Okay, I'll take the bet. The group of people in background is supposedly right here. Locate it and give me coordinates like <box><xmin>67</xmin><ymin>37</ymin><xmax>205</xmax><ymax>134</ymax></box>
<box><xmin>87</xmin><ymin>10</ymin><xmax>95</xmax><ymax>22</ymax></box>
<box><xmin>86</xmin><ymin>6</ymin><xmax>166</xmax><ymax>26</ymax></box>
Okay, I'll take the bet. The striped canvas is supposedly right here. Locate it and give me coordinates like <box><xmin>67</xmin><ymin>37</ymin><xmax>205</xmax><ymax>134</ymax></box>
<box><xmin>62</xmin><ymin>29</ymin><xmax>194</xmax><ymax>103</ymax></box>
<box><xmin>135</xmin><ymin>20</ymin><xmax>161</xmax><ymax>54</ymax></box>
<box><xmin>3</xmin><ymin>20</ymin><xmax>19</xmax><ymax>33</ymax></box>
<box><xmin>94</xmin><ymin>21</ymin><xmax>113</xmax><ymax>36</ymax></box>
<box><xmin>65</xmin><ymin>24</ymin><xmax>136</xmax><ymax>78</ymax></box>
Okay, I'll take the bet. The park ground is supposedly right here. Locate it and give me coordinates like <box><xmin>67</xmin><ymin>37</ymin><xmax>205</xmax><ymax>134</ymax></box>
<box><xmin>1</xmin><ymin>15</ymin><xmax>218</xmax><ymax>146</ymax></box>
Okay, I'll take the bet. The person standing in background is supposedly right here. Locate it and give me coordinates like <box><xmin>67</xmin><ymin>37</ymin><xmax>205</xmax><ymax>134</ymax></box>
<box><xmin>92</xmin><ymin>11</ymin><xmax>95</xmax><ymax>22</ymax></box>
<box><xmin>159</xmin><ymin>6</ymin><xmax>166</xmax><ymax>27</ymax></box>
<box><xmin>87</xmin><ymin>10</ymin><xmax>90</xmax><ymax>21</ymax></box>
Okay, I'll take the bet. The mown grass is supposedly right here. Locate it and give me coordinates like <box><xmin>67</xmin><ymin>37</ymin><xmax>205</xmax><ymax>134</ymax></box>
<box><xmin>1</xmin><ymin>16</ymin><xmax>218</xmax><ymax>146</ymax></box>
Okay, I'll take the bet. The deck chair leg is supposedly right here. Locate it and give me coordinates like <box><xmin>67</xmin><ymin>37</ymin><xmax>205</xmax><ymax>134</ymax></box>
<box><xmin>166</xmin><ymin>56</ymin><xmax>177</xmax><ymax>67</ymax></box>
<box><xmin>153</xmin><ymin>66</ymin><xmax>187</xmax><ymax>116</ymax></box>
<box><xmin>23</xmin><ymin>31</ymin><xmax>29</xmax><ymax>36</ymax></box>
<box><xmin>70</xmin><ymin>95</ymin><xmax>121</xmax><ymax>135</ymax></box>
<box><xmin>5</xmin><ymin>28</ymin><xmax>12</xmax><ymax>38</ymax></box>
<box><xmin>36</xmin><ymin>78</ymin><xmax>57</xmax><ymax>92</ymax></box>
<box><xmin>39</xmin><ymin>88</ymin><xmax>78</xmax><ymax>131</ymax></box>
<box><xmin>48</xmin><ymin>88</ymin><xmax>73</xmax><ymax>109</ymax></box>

Assignment: Every record needs to be written out again, exactly as it was given.

Answer to this problem:
Okay, I'll take the bet. The group of people in background is supposedly right here. Locate it and give me coordinates like <box><xmin>67</xmin><ymin>37</ymin><xmax>205</xmax><ymax>134</ymax></box>
<box><xmin>87</xmin><ymin>10</ymin><xmax>95</xmax><ymax>22</ymax></box>
<box><xmin>86</xmin><ymin>6</ymin><xmax>166</xmax><ymax>26</ymax></box>
Okay, I'll take the bet. The striped canvas is supposedly right here. Locate it and give me coordinates like <box><xmin>67</xmin><ymin>37</ymin><xmax>205</xmax><ymax>134</ymax></box>
<box><xmin>62</xmin><ymin>29</ymin><xmax>194</xmax><ymax>103</ymax></box>
<box><xmin>135</xmin><ymin>20</ymin><xmax>161</xmax><ymax>54</ymax></box>
<box><xmin>3</xmin><ymin>20</ymin><xmax>19</xmax><ymax>33</ymax></box>
<box><xmin>94</xmin><ymin>21</ymin><xmax>113</xmax><ymax>36</ymax></box>
<box><xmin>65</xmin><ymin>24</ymin><xmax>136</xmax><ymax>78</ymax></box>
Okay, I'll take the bet. The park ground is supposedly right here. Locate it and give me coordinates like <box><xmin>67</xmin><ymin>37</ymin><xmax>205</xmax><ymax>134</ymax></box>
<box><xmin>1</xmin><ymin>15</ymin><xmax>218</xmax><ymax>146</ymax></box>
Okay, I'll take the bet. The person standing in background is supposedly right here. Locate it and give me coordinates like <box><xmin>67</xmin><ymin>37</ymin><xmax>205</xmax><ymax>134</ymax></box>
<box><xmin>92</xmin><ymin>11</ymin><xmax>95</xmax><ymax>22</ymax></box>
<box><xmin>159</xmin><ymin>6</ymin><xmax>166</xmax><ymax>27</ymax></box>
<box><xmin>87</xmin><ymin>10</ymin><xmax>90</xmax><ymax>21</ymax></box>
Okay, I'll take the bet. The mown grass is supposedly right here. Locate it and give me coordinates like <box><xmin>67</xmin><ymin>37</ymin><xmax>205</xmax><ymax>134</ymax></box>
<box><xmin>1</xmin><ymin>16</ymin><xmax>218</xmax><ymax>146</ymax></box>
Okay, I'll take the bet. The deck chair leg is supposedly right here. Locate it and give me coordinates like <box><xmin>67</xmin><ymin>37</ymin><xmax>205</xmax><ymax>134</ymax></box>
<box><xmin>166</xmin><ymin>56</ymin><xmax>177</xmax><ymax>67</ymax></box>
<box><xmin>153</xmin><ymin>66</ymin><xmax>187</xmax><ymax>116</ymax></box>
<box><xmin>23</xmin><ymin>31</ymin><xmax>29</xmax><ymax>36</ymax></box>
<box><xmin>70</xmin><ymin>95</ymin><xmax>121</xmax><ymax>135</ymax></box>
<box><xmin>5</xmin><ymin>28</ymin><xmax>12</xmax><ymax>38</ymax></box>
<box><xmin>36</xmin><ymin>78</ymin><xmax>57</xmax><ymax>92</ymax></box>
<box><xmin>39</xmin><ymin>88</ymin><xmax>78</xmax><ymax>131</ymax></box>
<box><xmin>48</xmin><ymin>88</ymin><xmax>73</xmax><ymax>109</ymax></box>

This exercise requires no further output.